### What the task asks:
Copy the records below word for word, starting at the beginning of the records and ending at the line that contains "[0,32,750,433]". Leave the pictures out of your copy.

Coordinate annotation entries

****************

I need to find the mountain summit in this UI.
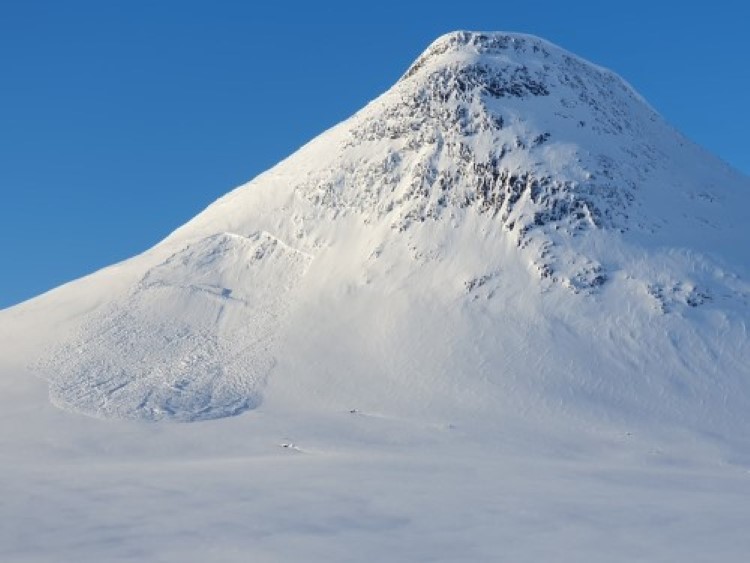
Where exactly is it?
[0,32,750,446]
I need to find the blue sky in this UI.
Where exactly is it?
[0,0,750,308]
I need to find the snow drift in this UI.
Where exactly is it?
[0,32,750,441]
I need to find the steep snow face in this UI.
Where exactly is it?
[2,32,750,436]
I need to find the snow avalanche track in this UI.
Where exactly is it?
[38,233,309,421]
[0,32,750,444]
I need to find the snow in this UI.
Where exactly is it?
[0,32,750,561]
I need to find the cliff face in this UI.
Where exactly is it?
[0,32,750,433]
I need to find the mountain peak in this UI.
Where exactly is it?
[2,32,750,426]
[404,31,551,78]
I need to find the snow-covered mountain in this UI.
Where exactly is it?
[0,32,750,563]
[0,32,750,442]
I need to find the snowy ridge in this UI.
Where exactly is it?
[0,32,750,441]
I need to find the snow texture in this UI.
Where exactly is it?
[0,32,750,561]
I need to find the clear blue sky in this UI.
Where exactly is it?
[0,0,750,308]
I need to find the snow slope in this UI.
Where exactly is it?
[0,32,750,561]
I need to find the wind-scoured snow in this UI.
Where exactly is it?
[0,32,750,561]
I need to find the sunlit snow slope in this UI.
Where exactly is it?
[0,32,750,450]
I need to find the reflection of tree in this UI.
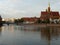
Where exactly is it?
[41,27,60,45]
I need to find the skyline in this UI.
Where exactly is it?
[0,0,60,18]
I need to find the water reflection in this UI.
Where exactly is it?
[41,27,60,45]
[0,25,60,45]
[0,26,2,35]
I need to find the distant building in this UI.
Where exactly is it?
[40,3,60,22]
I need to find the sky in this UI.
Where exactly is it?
[0,0,60,18]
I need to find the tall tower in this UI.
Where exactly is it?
[48,2,50,13]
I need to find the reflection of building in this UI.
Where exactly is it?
[22,17,38,23]
[40,4,60,21]
[0,16,2,26]
[41,27,60,45]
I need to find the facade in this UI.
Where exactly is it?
[40,4,60,22]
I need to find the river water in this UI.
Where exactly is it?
[0,25,60,45]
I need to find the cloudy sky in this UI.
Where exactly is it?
[0,0,60,18]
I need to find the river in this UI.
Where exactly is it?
[0,24,60,45]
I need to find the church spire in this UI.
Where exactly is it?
[48,2,50,13]
[48,2,50,7]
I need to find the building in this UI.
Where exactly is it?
[40,3,60,23]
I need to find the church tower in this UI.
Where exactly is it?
[48,3,50,13]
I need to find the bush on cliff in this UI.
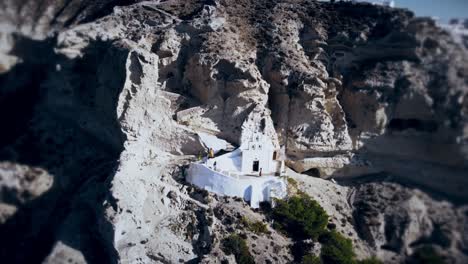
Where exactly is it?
[272,193,328,240]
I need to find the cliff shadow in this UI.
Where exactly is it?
[0,36,127,263]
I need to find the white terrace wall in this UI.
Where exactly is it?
[187,163,287,208]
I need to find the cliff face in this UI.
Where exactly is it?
[0,0,468,263]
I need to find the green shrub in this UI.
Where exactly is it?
[287,177,297,188]
[319,231,356,264]
[272,193,328,240]
[222,235,255,264]
[301,254,322,264]
[411,246,445,264]
[241,216,270,234]
[357,257,383,264]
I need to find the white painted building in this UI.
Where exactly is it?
[187,105,287,208]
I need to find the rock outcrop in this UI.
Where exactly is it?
[0,0,468,263]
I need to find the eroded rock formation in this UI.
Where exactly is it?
[0,0,468,263]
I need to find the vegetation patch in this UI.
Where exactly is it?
[222,234,255,264]
[271,193,328,240]
[357,257,383,264]
[411,246,445,264]
[301,254,322,264]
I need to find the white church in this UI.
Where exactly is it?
[187,108,287,208]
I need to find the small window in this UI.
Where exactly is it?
[252,160,260,172]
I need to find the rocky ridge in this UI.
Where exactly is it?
[0,0,468,263]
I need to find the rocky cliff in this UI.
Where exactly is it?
[0,0,468,263]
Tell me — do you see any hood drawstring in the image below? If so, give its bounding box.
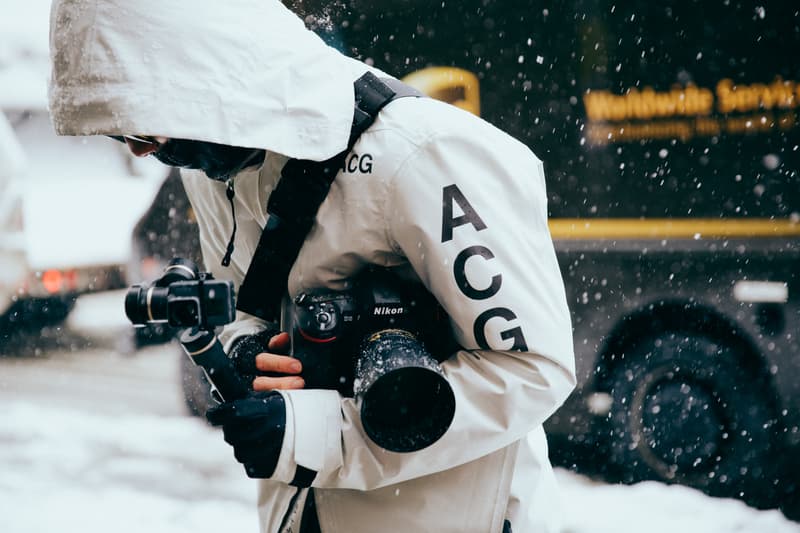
[222,178,236,267]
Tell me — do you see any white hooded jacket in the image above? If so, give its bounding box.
[50,0,575,533]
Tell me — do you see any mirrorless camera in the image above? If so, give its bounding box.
[125,258,236,329]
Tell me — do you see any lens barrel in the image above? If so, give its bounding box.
[125,285,169,325]
[354,329,456,452]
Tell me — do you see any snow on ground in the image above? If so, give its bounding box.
[0,402,800,533]
[0,292,800,533]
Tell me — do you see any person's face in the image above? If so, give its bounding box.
[114,135,266,181]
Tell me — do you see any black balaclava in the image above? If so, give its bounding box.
[152,139,266,181]
[110,135,266,182]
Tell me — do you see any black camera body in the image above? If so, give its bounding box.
[125,258,236,330]
[281,270,455,452]
[125,258,250,401]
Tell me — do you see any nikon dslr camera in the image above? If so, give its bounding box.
[282,270,455,452]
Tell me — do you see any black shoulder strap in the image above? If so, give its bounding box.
[236,72,422,322]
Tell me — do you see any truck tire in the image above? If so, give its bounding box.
[610,331,777,506]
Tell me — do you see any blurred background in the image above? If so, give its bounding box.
[0,0,800,533]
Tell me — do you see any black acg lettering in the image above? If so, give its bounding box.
[342,153,372,174]
[442,184,528,352]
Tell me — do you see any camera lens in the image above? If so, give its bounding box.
[125,285,169,325]
[355,329,456,452]
[125,285,147,325]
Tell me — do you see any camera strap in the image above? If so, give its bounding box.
[236,72,423,322]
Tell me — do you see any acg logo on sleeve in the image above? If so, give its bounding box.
[442,184,528,352]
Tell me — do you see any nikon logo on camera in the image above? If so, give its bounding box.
[372,305,404,316]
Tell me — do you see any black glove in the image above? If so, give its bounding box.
[228,328,280,389]
[206,391,286,478]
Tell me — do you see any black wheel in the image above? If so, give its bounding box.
[610,332,776,505]
[180,353,217,417]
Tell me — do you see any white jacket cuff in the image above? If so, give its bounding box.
[273,389,342,483]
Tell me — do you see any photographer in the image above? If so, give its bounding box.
[50,0,575,533]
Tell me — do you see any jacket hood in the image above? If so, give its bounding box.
[49,0,360,160]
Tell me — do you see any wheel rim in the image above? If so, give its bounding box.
[631,366,730,479]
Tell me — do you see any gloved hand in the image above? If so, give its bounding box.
[228,329,305,391]
[206,391,286,478]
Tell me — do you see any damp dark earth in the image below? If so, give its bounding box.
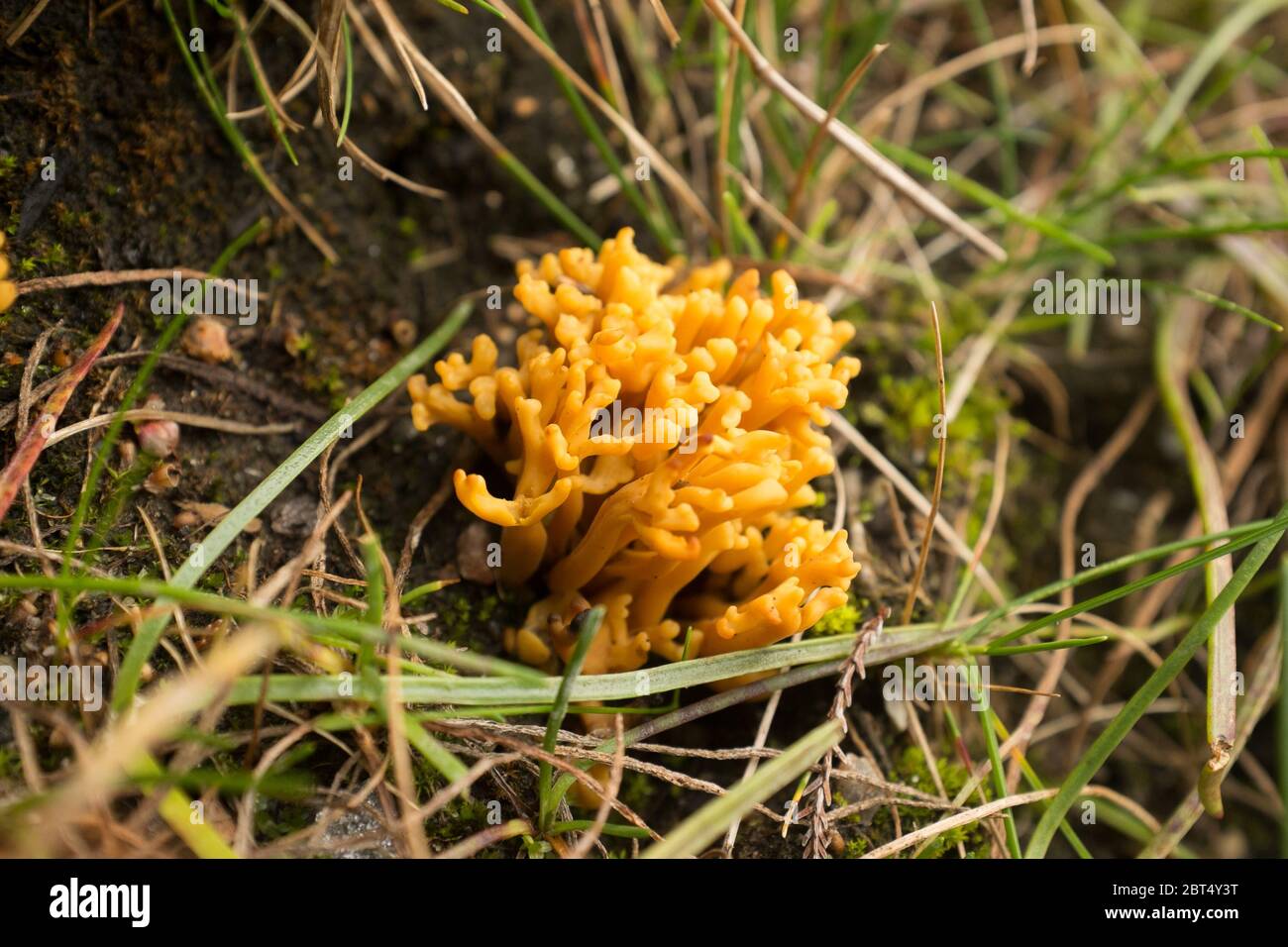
[0,0,1288,861]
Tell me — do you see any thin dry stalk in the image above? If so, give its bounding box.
[702,0,1006,261]
[899,303,947,625]
[0,303,125,519]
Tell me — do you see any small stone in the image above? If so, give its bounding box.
[183,316,233,365]
[268,496,318,539]
[143,460,180,493]
[456,520,496,585]
[389,320,416,349]
[512,95,541,119]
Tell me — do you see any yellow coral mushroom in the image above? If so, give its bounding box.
[407,228,859,674]
[0,231,18,312]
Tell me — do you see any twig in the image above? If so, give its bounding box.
[702,0,1006,261]
[0,303,125,519]
[899,301,952,625]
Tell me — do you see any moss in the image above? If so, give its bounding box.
[806,603,863,638]
[872,746,989,858]
[0,746,22,780]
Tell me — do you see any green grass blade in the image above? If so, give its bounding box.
[641,720,841,858]
[872,138,1115,266]
[537,605,606,831]
[112,300,473,714]
[1025,504,1288,858]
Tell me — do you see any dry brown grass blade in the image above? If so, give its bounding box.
[649,0,680,49]
[568,714,626,858]
[0,303,125,520]
[702,0,1006,261]
[492,0,720,239]
[863,789,1059,858]
[25,624,282,843]
[1008,390,1158,789]
[774,43,890,254]
[864,23,1087,126]
[828,411,1008,604]
[899,303,952,625]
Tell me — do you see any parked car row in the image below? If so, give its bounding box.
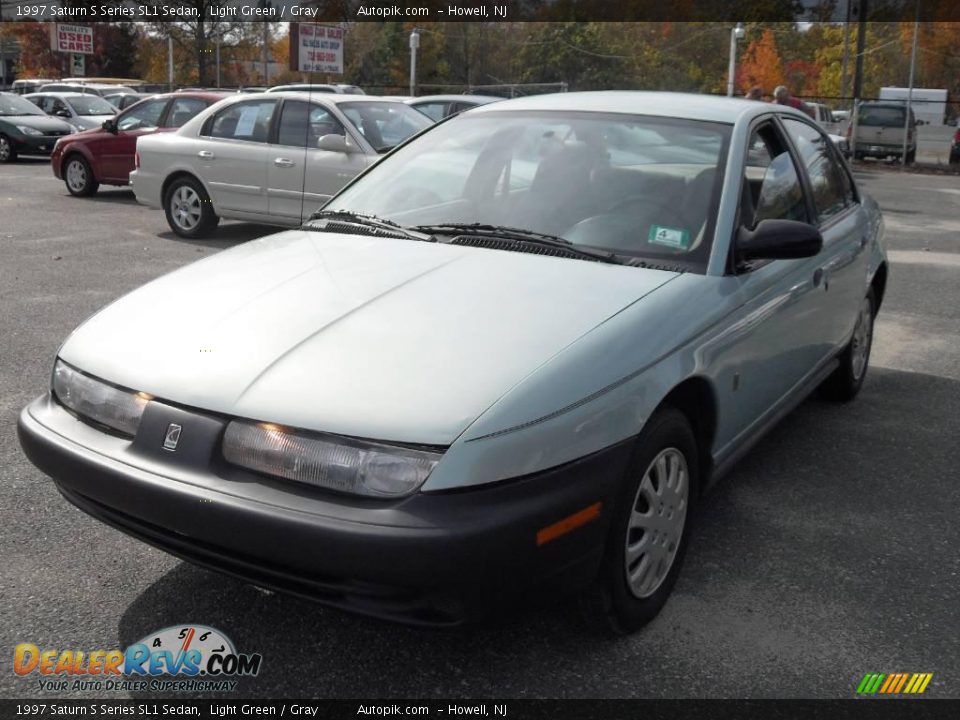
[18,92,887,633]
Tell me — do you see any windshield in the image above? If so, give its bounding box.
[337,102,433,153]
[0,95,44,116]
[64,95,117,115]
[326,111,730,272]
[860,105,904,128]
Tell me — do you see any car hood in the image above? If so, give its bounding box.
[0,115,73,132]
[60,230,677,445]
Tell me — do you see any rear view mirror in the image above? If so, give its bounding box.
[737,220,823,261]
[317,135,354,154]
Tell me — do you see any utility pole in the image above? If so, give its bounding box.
[0,0,7,88]
[840,0,853,107]
[410,28,420,97]
[257,0,272,87]
[850,0,867,159]
[900,0,920,167]
[727,23,744,97]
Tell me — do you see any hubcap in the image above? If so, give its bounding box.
[170,185,201,230]
[850,298,873,380]
[67,160,87,192]
[624,448,690,599]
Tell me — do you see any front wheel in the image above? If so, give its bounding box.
[581,408,699,635]
[63,155,100,197]
[820,290,876,402]
[163,177,220,240]
[0,133,17,163]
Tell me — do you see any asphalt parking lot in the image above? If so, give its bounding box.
[0,160,960,699]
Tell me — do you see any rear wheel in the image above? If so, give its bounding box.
[63,155,100,197]
[820,290,876,402]
[163,177,220,239]
[0,133,17,163]
[581,408,699,635]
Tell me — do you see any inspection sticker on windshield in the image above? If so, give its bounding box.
[647,225,690,250]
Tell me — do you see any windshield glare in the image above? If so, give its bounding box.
[0,95,45,116]
[327,111,730,271]
[65,95,117,115]
[338,102,433,153]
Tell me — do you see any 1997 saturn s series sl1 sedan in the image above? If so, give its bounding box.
[19,92,887,632]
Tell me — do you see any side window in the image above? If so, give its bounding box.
[417,103,447,122]
[740,124,809,229]
[277,100,346,148]
[203,100,277,142]
[783,118,852,223]
[117,100,167,131]
[164,98,207,128]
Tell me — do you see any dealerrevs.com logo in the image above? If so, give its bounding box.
[13,625,263,692]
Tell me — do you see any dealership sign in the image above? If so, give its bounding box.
[290,23,343,73]
[50,23,93,55]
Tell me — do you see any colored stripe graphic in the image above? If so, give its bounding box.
[857,673,933,695]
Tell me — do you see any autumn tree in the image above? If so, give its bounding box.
[736,29,785,93]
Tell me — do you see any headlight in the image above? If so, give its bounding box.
[223,420,440,497]
[53,359,152,437]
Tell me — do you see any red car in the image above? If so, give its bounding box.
[50,92,227,197]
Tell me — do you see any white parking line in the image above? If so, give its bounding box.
[887,250,960,267]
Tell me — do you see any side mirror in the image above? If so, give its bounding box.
[317,135,355,155]
[737,220,823,260]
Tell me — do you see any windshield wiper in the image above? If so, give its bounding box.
[301,210,437,242]
[410,223,623,265]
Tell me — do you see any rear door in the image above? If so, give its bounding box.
[267,100,371,223]
[782,118,868,356]
[191,98,279,215]
[100,98,170,182]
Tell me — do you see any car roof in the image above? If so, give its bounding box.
[221,90,405,105]
[22,90,111,100]
[470,90,808,124]
[404,94,506,105]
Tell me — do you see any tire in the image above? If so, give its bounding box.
[63,153,100,197]
[580,407,699,635]
[820,289,877,402]
[163,176,220,240]
[0,133,17,163]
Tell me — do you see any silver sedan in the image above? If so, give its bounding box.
[130,92,430,238]
[19,92,887,633]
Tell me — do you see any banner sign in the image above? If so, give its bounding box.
[50,23,93,55]
[290,23,343,74]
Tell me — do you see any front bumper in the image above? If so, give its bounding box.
[13,135,63,155]
[18,394,631,625]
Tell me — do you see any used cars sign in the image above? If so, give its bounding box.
[50,23,93,55]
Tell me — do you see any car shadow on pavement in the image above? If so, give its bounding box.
[77,188,137,205]
[118,368,960,698]
[157,222,287,248]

****************

### Response:
I need to find the mountain summit in this UI.
Where exactly is it?
[0,32,750,446]
I need to find the blue sky in this UI.
Where exactly is it?
[0,0,750,308]
I need to find the snow drift in this UI.
Where exactly is it?
[0,32,750,441]
I need to find the steep snow face in this UI.
Where exactly is it?
[2,32,750,436]
I need to find the snow avalanche track in this UI.
Where exactly is it?
[38,233,309,421]
[0,32,750,444]
I need to find the snow in this UI.
Where exactly is it?
[0,32,750,561]
I need to find the cliff face in this UI.
Where exactly is it?
[0,32,750,433]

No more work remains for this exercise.